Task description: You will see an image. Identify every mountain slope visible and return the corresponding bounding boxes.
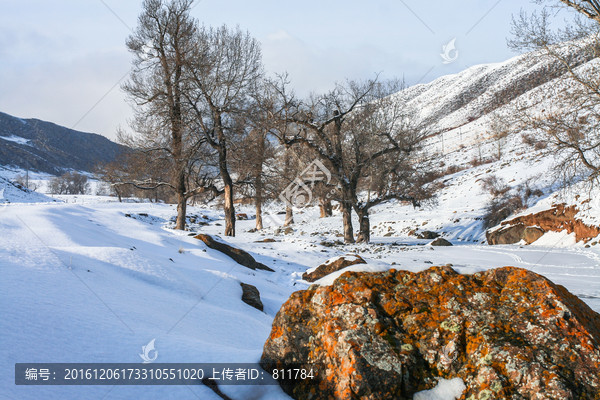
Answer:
[0,111,127,175]
[396,41,593,133]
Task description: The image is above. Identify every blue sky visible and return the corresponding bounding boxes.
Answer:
[0,0,553,139]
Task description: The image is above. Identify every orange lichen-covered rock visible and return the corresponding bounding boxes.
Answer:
[261,266,600,400]
[487,203,600,244]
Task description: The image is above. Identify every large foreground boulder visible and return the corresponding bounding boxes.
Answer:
[487,203,600,245]
[194,234,274,271]
[261,266,600,400]
[302,254,366,282]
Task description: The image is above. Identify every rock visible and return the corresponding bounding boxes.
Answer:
[275,226,294,235]
[487,203,600,245]
[201,376,233,400]
[236,213,248,220]
[487,225,545,245]
[487,223,526,245]
[194,234,274,272]
[302,254,366,282]
[430,238,452,246]
[261,266,600,400]
[319,240,343,248]
[255,238,277,243]
[240,283,263,311]
[417,230,440,240]
[522,226,545,243]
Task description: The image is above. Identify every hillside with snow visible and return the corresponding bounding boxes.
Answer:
[2,44,600,400]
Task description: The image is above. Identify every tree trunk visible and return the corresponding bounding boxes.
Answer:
[215,114,235,237]
[223,177,235,236]
[319,198,333,218]
[282,144,294,227]
[284,206,294,226]
[356,208,370,244]
[176,191,187,230]
[254,133,265,230]
[255,173,263,230]
[341,202,355,243]
[174,168,187,230]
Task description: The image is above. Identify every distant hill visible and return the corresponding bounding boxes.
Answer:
[0,111,127,175]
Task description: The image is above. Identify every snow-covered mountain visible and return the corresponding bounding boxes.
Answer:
[395,41,592,134]
[0,111,127,175]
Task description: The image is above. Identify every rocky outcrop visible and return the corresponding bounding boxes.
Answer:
[194,234,274,271]
[240,283,263,311]
[302,255,366,282]
[487,203,600,245]
[430,238,452,246]
[261,266,600,400]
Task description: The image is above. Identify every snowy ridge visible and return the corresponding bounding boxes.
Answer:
[395,40,592,135]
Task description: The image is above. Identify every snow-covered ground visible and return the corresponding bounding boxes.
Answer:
[1,185,600,399]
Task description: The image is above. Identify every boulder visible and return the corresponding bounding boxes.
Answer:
[430,238,452,246]
[236,213,249,220]
[522,226,545,243]
[487,223,526,245]
[240,283,263,311]
[261,266,600,400]
[487,203,600,245]
[194,234,274,272]
[302,254,366,282]
[417,230,440,240]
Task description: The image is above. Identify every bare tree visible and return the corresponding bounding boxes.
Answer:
[185,25,263,236]
[123,0,199,230]
[509,0,600,186]
[346,83,431,243]
[48,172,90,195]
[230,124,276,230]
[269,78,429,243]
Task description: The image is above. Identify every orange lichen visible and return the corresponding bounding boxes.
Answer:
[261,266,600,400]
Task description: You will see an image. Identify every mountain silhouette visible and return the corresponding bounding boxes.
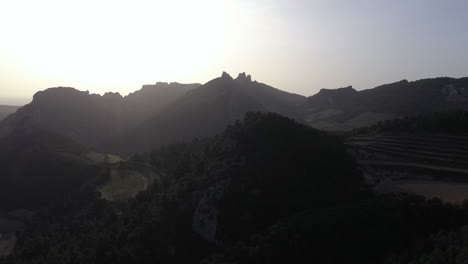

▸ **Assigned task**:
From the entries above, pull out each line that includes "tree".

▸ **Answer section**:
Task description: The image is above. Identify every tree trunk visible and return the corresponding bounding boxes.
Task description: The image is above. Identify every bare tree visible and return the corresponding bounding boxes.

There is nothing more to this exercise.